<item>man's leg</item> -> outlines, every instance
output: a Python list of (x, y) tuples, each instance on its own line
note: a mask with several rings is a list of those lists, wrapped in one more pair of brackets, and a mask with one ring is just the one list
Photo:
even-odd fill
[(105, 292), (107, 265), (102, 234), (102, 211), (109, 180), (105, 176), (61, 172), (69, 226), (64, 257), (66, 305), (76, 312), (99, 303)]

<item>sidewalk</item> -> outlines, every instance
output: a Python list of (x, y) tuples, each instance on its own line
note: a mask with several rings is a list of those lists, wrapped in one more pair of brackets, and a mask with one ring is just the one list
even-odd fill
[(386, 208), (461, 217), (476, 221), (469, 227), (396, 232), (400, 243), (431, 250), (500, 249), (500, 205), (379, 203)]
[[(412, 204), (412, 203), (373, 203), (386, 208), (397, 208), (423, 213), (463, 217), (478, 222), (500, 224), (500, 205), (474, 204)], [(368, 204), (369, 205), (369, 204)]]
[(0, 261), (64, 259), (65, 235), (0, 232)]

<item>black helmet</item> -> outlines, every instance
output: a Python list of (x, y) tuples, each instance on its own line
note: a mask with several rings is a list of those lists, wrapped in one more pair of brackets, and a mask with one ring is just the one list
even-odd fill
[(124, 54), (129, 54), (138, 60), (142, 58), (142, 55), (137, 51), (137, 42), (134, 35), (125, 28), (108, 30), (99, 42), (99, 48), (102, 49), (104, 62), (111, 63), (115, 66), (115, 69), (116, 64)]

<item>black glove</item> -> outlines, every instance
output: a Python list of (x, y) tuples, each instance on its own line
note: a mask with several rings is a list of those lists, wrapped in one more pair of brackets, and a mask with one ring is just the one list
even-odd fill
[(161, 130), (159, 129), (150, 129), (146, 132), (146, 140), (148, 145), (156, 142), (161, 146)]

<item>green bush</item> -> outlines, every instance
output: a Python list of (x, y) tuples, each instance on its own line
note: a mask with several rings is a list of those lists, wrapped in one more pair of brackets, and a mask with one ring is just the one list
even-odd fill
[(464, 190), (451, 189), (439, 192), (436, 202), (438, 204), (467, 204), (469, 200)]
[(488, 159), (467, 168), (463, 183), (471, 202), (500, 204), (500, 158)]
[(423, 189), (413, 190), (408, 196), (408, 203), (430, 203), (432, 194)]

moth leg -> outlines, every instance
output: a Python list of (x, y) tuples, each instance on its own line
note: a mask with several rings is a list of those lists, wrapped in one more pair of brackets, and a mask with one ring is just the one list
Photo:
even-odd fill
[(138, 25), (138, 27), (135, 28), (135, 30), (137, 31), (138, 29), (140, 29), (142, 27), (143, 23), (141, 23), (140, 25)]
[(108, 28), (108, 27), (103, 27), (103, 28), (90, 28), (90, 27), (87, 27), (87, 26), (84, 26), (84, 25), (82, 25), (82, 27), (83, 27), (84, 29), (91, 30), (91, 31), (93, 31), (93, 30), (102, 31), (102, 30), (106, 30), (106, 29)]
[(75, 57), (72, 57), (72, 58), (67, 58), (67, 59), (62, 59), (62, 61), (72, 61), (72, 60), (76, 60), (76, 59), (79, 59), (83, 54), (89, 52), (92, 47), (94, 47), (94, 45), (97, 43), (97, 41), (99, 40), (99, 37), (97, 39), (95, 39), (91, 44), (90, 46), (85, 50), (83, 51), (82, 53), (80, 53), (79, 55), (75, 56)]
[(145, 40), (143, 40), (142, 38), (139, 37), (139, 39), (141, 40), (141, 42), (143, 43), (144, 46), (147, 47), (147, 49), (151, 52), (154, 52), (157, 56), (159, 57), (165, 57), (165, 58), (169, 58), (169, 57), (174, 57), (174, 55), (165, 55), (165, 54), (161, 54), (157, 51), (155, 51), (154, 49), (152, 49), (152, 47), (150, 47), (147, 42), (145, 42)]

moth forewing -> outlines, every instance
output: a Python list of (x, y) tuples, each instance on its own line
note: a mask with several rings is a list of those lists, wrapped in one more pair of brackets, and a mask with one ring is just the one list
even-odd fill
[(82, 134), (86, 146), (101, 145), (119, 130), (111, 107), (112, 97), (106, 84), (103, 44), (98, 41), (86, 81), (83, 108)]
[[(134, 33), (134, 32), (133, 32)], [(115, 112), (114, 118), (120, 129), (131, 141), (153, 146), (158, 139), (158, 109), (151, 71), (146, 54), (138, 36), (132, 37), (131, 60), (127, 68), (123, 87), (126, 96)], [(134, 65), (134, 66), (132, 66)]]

■ **Aim of the exercise**:
For every line above that includes the word "outlines", return the line.

■ **Your solution**:
<item>man's leg</item> -> outlines, every instance
<item>sidewalk</item> -> outlines, every instance
<item>black helmet</item> -> outlines, every instance
<item>black glove</item> -> outlines, every instance
<item>green bush</item> -> outlines, every instance
moth leg -> outlines, every instance
moth forewing -> outlines, every instance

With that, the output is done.